- Text for analysis
Even a Small Amount of Medical Debt Can Wreck Your Retirement
It doesn’t take a huge unpaid amount of medical debt to make a collection agency come calling … and calling.
Researchers found in a study of credit reports that more than 2 percent of adults had medical bills under $200 sent to a collections agency. Over half of the annual medical collections were for less than $600, according to the study, which examined 2016 credit reports for more than 4 million unidentified people.
“A lot of these bills are much more modest than many people will think,” said one of the researchers, Benedic Ippolito, an economist with the think tank American Enterprise Institute.
Hospitals or other care providers will send a bill to collections when the patient hasn’t paid over a certain amount of time, often six to 12 months. That can hurt the patient’s credit rating and lead to repeat phone calls from the agency that takes over the unpaid debt, according to debt experts.
The study, published recently in the journal Health Affairs, also found that trouble with medical debt can hit sooner than patients might think. Here’s a deeper look inside the issue.
WHO WINDS UP IN MEDICAL DEBT TROUBLE
Researchers found that the percentage of people in trouble with medical debt and the size of what is owed generally peaked at a young age, even though medical spending typically rises as people grow older, which could damage retirement plans.

- Source data
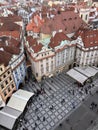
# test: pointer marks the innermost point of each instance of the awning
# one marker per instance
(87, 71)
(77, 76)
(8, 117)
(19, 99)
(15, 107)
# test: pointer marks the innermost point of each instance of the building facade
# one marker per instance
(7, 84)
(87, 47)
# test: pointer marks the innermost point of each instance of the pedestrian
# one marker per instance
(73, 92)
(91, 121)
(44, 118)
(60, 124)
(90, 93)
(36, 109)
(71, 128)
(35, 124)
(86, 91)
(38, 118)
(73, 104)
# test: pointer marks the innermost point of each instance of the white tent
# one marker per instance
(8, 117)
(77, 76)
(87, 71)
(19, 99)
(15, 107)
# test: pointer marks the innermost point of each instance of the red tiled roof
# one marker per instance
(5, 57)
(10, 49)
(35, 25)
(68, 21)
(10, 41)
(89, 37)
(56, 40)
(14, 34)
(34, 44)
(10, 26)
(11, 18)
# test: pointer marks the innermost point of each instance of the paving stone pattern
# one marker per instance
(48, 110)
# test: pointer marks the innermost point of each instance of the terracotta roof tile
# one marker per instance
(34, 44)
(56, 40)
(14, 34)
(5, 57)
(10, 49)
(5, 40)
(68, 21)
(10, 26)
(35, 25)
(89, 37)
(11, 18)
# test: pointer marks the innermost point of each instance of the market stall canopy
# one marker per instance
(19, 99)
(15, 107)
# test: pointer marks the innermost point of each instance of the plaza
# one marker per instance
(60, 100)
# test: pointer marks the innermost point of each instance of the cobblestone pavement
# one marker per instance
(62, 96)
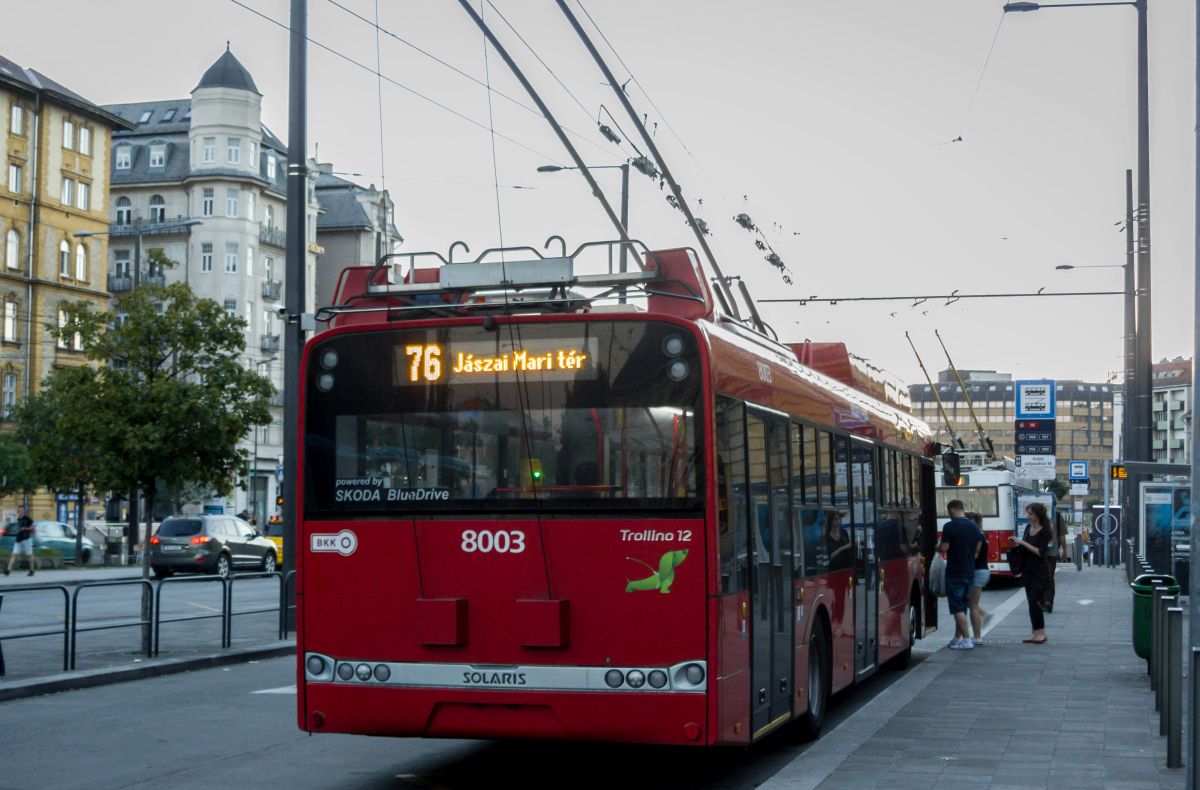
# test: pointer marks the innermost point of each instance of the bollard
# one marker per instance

- Problems to solve
- A) Using the medical debt article, answer these:
(i) What percentage of adults had medical bills under $200 sent to a collections agency?
(ii) After how long do hospitals or other care providers often send an unpaid bill to collections?
(iii) In which journal was the study published?
- B) Return the passage of the medical debt article word for word, beginning at the words "Even a Small" and stopping after "calling … and calling.".

- Solved tasks
- A)
(i) More than 2 percent.
(ii) Often after six to 12 months.
(iii) Health Affairs.

- B)
Even a Small Amount of Medical Debt Can Wreck Your Retirement
It doesn’t take a huge unpaid amount of medical debt to make a collection agency come calling … and calling.